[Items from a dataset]
-- Start --
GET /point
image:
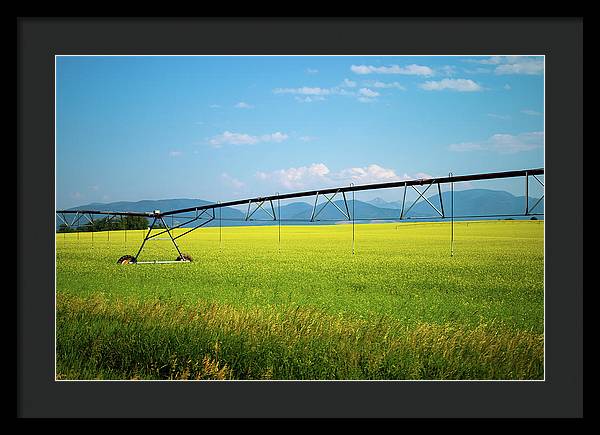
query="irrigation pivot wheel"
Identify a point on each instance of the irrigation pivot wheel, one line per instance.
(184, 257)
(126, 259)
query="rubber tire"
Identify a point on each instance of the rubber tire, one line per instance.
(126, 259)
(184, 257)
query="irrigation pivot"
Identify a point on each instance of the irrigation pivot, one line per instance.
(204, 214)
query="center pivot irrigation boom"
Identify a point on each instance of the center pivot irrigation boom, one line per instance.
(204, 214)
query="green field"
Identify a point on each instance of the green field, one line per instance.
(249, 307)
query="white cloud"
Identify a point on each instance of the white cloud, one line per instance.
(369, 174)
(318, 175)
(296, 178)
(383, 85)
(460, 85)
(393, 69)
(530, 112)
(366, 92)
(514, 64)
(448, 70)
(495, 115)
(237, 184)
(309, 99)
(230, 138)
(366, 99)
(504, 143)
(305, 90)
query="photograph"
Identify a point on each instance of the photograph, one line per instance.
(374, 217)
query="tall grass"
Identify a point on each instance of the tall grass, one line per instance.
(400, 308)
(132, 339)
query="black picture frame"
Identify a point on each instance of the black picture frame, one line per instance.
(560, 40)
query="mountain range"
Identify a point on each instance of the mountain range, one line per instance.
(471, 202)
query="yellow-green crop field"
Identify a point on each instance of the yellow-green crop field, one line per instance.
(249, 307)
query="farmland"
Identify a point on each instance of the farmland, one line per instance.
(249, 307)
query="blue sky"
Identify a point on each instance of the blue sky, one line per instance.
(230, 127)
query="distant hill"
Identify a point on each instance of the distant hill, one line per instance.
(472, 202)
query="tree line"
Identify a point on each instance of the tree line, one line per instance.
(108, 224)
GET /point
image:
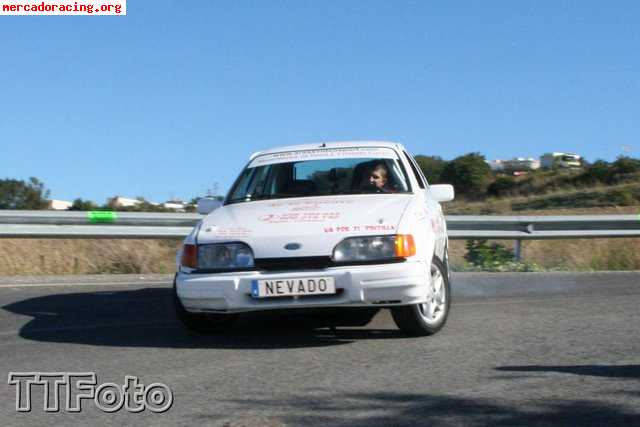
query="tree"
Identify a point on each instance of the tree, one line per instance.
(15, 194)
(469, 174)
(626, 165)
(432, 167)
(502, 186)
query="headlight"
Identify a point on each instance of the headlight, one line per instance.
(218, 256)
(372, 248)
-- End --
-- Start --
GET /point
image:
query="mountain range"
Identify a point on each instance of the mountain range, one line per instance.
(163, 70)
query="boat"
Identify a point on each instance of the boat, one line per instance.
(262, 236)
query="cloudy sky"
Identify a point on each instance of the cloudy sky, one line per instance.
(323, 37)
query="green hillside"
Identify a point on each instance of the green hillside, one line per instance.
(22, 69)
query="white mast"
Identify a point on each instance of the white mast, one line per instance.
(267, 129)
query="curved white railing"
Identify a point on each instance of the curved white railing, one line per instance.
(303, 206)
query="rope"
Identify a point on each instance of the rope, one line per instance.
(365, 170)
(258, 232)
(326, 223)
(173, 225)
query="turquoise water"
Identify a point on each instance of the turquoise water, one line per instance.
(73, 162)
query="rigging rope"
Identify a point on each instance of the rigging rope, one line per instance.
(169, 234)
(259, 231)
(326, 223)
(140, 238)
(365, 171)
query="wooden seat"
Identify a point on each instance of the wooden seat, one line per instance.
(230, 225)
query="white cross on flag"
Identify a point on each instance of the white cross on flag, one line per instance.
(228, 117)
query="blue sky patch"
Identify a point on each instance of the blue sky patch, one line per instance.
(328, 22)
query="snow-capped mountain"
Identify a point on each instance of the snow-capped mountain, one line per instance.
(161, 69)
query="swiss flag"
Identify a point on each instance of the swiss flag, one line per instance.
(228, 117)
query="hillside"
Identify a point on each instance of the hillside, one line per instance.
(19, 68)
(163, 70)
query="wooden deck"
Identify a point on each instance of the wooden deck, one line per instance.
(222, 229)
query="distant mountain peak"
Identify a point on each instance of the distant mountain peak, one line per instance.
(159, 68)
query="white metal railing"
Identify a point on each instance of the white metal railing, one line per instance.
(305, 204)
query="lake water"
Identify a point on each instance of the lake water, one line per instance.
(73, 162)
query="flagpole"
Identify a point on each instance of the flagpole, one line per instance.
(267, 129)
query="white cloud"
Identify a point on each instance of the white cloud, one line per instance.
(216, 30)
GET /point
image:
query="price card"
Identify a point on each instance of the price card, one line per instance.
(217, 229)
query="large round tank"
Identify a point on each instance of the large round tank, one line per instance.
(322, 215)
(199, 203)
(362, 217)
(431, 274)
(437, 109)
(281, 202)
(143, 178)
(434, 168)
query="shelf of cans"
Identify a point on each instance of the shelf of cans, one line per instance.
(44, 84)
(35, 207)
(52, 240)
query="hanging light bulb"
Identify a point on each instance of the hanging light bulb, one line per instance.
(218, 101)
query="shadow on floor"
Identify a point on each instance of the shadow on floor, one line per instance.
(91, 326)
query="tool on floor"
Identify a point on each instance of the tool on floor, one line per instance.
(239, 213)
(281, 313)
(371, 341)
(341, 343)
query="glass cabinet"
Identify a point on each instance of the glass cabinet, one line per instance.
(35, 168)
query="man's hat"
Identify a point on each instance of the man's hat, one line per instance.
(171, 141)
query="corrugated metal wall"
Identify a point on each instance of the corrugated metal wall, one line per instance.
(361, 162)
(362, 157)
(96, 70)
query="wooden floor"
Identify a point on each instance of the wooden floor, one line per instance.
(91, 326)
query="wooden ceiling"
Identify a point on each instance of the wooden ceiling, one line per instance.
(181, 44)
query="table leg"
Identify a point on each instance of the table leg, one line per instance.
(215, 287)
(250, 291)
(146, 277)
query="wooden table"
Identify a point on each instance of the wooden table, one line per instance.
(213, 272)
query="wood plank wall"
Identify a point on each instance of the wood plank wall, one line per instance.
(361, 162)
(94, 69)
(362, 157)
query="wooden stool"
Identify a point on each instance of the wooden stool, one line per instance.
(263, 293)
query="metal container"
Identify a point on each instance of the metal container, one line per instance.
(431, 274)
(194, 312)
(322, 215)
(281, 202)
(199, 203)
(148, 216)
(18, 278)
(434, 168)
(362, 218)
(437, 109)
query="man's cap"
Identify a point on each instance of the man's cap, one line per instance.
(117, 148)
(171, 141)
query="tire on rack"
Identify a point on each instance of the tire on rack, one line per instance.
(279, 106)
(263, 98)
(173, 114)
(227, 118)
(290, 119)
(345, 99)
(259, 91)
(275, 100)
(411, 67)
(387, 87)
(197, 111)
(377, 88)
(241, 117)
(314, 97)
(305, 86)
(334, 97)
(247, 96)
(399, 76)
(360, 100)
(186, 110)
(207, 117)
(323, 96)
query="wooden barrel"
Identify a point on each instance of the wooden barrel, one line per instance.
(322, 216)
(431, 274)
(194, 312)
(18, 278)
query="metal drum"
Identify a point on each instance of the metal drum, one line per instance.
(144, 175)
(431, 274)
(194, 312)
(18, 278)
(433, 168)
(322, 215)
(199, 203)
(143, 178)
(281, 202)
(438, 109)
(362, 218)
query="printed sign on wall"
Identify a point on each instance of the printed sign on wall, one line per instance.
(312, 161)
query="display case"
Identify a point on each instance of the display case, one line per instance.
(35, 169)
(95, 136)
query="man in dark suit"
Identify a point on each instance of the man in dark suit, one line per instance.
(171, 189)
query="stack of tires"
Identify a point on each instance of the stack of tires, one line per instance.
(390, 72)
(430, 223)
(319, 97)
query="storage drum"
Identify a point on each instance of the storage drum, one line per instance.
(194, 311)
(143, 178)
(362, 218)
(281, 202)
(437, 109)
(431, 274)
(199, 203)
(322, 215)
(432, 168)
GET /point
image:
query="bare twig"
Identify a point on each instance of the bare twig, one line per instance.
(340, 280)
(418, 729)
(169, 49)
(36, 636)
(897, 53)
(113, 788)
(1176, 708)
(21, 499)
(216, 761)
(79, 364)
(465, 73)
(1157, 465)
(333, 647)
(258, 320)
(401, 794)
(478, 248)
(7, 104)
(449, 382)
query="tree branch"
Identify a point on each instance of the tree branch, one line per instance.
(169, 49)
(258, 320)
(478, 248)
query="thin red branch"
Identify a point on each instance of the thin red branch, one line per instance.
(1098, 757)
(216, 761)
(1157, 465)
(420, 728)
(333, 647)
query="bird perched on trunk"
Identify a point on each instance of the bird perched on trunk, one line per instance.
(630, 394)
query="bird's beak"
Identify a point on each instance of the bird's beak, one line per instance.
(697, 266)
-- End --
* **Work required**: Extract every line of the records above that contains the word "rack", copying each line in full.

* **Solution to this exercise**:
query="tire on rack"
Identify a point on each instance of the tire on rack, one line per instance.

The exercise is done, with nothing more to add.